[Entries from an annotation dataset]

#####

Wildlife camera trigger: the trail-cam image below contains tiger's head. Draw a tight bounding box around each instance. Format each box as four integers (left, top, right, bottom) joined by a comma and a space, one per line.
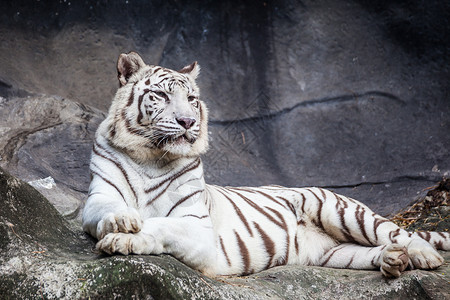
103, 52, 208, 161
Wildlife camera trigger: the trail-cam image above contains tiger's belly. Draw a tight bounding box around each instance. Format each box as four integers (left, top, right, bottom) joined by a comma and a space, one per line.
207, 186, 326, 275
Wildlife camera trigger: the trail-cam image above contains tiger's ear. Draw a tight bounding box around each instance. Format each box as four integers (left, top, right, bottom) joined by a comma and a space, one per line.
117, 52, 145, 86
178, 61, 200, 79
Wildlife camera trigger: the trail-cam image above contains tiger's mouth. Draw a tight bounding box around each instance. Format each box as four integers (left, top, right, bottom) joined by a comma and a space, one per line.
156, 132, 196, 148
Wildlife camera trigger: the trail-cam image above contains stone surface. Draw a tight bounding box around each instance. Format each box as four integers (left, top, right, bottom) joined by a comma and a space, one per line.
0, 169, 450, 299
0, 0, 450, 299
0, 96, 105, 226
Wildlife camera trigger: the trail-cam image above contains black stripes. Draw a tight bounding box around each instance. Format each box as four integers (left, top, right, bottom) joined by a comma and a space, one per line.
93, 142, 137, 201
166, 190, 203, 217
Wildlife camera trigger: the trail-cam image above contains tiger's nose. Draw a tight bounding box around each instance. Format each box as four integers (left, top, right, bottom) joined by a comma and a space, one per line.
176, 117, 195, 129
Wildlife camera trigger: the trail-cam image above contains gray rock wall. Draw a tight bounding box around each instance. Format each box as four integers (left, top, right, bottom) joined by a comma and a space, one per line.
0, 0, 450, 214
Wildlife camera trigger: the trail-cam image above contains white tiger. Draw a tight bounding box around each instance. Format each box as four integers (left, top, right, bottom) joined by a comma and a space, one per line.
83, 52, 450, 277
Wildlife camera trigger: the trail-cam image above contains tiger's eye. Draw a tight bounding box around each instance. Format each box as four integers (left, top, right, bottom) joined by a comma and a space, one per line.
154, 91, 169, 102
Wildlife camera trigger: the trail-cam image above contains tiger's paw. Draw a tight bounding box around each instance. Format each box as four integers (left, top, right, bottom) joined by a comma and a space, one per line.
380, 244, 409, 277
96, 232, 155, 255
408, 239, 444, 270
97, 208, 142, 240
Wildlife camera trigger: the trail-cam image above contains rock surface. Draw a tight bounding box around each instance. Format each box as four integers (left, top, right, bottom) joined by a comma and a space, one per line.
0, 0, 450, 215
0, 0, 450, 299
0, 169, 450, 299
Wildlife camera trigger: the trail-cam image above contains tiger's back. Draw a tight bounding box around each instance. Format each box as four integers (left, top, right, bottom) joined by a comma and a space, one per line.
83, 53, 450, 277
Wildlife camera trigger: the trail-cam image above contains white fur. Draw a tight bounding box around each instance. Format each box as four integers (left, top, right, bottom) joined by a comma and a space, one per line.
83, 53, 450, 276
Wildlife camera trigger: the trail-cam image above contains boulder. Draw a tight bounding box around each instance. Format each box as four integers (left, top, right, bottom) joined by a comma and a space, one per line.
0, 0, 450, 215
0, 169, 450, 299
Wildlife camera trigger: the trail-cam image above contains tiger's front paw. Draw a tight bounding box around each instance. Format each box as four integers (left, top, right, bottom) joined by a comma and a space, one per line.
96, 232, 155, 255
408, 239, 444, 270
97, 208, 142, 240
380, 244, 409, 277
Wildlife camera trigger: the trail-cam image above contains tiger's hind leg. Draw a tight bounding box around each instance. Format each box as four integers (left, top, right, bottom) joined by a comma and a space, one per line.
297, 188, 450, 269
320, 243, 409, 277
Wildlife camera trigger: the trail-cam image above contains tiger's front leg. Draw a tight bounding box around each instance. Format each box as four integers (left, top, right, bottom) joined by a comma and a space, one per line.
97, 215, 216, 275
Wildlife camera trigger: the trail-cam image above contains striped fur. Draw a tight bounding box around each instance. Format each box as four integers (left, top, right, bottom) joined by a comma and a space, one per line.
83, 53, 450, 277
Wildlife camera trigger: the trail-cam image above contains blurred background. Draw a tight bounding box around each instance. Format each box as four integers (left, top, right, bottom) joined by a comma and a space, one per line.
0, 0, 450, 215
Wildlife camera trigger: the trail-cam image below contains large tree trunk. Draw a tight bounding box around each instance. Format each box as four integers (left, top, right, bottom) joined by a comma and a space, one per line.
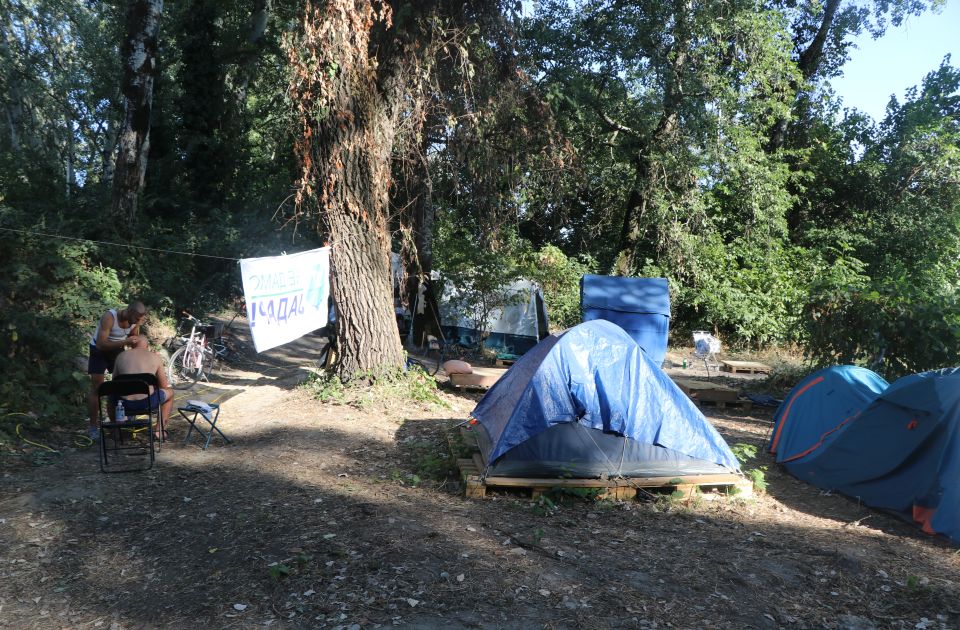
113, 0, 163, 229
289, 0, 404, 380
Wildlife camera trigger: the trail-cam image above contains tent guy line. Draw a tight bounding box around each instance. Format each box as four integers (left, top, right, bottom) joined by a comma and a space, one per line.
0, 227, 240, 261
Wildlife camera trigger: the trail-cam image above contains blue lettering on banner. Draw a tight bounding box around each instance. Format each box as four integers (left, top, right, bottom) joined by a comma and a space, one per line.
250, 295, 306, 328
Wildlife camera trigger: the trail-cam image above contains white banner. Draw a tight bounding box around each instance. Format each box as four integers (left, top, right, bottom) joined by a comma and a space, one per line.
240, 247, 330, 352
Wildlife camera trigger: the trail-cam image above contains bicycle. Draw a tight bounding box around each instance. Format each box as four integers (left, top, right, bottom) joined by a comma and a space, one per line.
167, 311, 230, 387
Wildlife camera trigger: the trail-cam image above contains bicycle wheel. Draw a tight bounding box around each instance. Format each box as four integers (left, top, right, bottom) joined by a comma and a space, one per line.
167, 346, 203, 387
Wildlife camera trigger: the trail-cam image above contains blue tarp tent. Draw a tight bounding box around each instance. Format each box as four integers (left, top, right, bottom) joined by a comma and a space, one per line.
580, 274, 670, 365
770, 367, 960, 541
471, 321, 739, 477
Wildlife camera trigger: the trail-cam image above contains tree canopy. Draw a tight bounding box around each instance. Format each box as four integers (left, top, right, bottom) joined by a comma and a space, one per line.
0, 0, 960, 418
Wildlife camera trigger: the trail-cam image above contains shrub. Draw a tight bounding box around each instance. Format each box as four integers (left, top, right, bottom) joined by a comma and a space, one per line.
0, 212, 129, 440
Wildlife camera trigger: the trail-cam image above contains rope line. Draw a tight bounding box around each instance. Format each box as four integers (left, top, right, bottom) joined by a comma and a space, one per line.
0, 227, 240, 261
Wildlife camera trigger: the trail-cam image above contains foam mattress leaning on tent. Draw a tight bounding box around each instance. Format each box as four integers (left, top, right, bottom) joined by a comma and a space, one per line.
769, 366, 960, 541
471, 320, 739, 478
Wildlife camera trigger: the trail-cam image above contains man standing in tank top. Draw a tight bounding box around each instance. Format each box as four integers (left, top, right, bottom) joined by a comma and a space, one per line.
87, 301, 147, 440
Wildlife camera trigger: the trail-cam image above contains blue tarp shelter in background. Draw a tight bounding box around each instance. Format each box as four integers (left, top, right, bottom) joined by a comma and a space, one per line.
471, 321, 739, 478
770, 366, 960, 542
580, 274, 670, 365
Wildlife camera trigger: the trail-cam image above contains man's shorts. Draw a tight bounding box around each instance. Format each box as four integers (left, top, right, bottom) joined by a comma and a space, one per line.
110, 389, 167, 415
87, 344, 121, 374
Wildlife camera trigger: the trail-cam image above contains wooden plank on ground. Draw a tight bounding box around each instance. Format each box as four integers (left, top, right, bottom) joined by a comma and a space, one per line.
720, 359, 770, 374
450, 368, 507, 390
457, 470, 753, 500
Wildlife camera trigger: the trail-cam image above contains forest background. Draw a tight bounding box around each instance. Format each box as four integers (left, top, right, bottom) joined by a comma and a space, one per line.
0, 0, 960, 430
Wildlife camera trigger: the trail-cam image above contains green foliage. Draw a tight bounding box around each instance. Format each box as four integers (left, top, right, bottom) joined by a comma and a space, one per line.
804, 276, 960, 378
524, 245, 596, 330
744, 466, 768, 492
730, 442, 757, 464
436, 222, 527, 349
0, 206, 124, 432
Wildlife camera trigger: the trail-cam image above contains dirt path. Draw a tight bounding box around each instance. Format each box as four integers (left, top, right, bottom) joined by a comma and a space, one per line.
0, 339, 960, 629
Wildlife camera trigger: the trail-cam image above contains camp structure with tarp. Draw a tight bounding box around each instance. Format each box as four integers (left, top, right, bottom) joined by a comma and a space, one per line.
440, 279, 550, 355
471, 320, 739, 478
769, 366, 960, 542
580, 274, 670, 365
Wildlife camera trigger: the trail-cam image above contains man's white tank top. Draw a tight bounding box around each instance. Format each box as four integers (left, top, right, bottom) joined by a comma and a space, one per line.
90, 308, 133, 346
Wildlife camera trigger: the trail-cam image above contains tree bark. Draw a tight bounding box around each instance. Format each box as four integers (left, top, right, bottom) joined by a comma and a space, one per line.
288, 0, 404, 380
0, 16, 23, 155
112, 0, 163, 231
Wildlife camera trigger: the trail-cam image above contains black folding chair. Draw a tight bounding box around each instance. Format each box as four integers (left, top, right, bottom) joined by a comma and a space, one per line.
97, 374, 163, 472
113, 372, 169, 451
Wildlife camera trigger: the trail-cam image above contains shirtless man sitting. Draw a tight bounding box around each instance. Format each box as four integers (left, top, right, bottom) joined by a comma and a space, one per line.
113, 335, 173, 440
87, 301, 147, 441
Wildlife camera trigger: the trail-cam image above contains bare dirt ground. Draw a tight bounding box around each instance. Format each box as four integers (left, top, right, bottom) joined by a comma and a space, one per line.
0, 337, 960, 630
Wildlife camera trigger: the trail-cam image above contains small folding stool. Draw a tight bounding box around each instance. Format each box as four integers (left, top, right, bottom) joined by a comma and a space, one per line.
177, 400, 230, 450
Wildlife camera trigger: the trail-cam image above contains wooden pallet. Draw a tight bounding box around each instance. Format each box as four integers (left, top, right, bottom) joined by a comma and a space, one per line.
448, 427, 753, 501
450, 368, 507, 391
720, 359, 770, 374
693, 400, 753, 411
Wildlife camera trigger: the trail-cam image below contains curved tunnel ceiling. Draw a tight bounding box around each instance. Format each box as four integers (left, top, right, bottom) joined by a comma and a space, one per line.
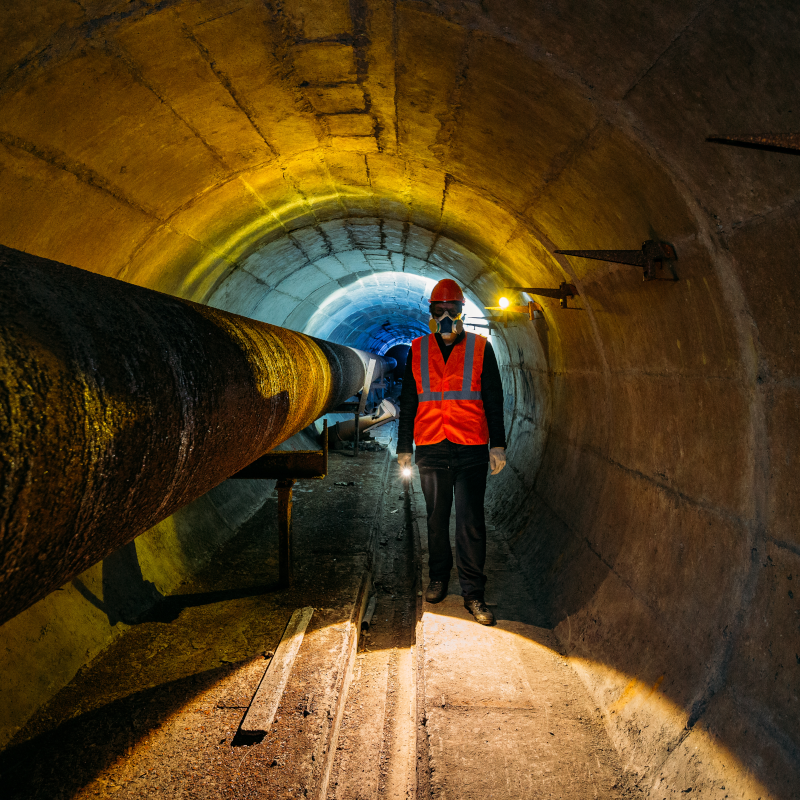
207, 218, 486, 355
0, 0, 800, 798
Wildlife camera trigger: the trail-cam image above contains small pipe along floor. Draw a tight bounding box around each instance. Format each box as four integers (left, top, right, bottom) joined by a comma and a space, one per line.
0, 429, 638, 800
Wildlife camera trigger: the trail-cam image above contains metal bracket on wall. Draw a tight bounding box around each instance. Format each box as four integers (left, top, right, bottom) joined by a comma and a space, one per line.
706, 133, 800, 152
506, 284, 578, 310
553, 239, 678, 281
231, 420, 328, 589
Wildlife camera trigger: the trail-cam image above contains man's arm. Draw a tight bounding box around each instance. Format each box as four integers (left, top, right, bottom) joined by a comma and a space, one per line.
397, 350, 419, 454
482, 342, 506, 451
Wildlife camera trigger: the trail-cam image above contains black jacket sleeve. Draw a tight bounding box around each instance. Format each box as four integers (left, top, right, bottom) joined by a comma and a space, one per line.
397, 342, 506, 453
397, 350, 419, 453
482, 342, 506, 447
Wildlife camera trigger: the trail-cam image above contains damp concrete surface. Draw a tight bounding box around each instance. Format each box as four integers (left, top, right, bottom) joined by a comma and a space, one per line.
0, 434, 639, 800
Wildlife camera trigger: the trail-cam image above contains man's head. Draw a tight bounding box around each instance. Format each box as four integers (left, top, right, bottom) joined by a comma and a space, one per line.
428, 278, 464, 343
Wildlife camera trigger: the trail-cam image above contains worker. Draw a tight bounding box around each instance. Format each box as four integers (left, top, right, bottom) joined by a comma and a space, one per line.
397, 279, 506, 625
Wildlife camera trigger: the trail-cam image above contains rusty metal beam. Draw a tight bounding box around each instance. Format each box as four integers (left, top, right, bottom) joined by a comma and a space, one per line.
553, 239, 678, 285
706, 133, 800, 152
0, 246, 364, 623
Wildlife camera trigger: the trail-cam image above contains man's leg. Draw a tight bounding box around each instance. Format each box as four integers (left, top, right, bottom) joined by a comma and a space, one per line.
455, 464, 488, 600
419, 467, 453, 599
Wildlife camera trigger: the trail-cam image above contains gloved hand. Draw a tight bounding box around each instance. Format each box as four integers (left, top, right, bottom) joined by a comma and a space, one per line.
489, 447, 506, 475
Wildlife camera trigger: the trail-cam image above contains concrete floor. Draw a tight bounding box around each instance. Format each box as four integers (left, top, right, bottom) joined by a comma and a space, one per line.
0, 435, 638, 800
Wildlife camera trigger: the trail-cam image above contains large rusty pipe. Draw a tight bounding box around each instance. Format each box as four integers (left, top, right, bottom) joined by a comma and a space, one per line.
0, 246, 364, 623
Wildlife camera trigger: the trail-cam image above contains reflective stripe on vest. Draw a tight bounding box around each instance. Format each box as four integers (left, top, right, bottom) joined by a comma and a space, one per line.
417, 335, 481, 403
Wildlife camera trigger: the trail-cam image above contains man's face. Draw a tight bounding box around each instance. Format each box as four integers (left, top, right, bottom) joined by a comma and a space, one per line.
433, 303, 464, 319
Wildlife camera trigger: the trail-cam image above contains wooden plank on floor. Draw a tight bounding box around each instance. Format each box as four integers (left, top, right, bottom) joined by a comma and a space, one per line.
241, 606, 314, 736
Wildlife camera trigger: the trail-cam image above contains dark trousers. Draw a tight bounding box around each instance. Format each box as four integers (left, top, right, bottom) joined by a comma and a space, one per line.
419, 464, 488, 599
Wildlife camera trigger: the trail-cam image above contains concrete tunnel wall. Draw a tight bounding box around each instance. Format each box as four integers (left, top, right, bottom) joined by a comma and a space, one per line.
0, 0, 800, 798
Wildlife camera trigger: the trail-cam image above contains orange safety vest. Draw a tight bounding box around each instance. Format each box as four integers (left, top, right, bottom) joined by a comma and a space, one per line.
411, 333, 489, 445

#####

EXERCISE INSTRUCTIONS: Rewrite the lines from the one with "above contains forest" up to and including the one with "0, 0, 960, 430", changing "forest background" to "woodland background" and keeping everything else the same.

EXERCISE ANSWER:
Wildlife camera trigger: the trail-cam image above contains woodland background. Draw a tight bounding box around each instance. Format each box as four integers (left, top, right, bottom) joined by a comma and a space, one per line.
0, 0, 960, 430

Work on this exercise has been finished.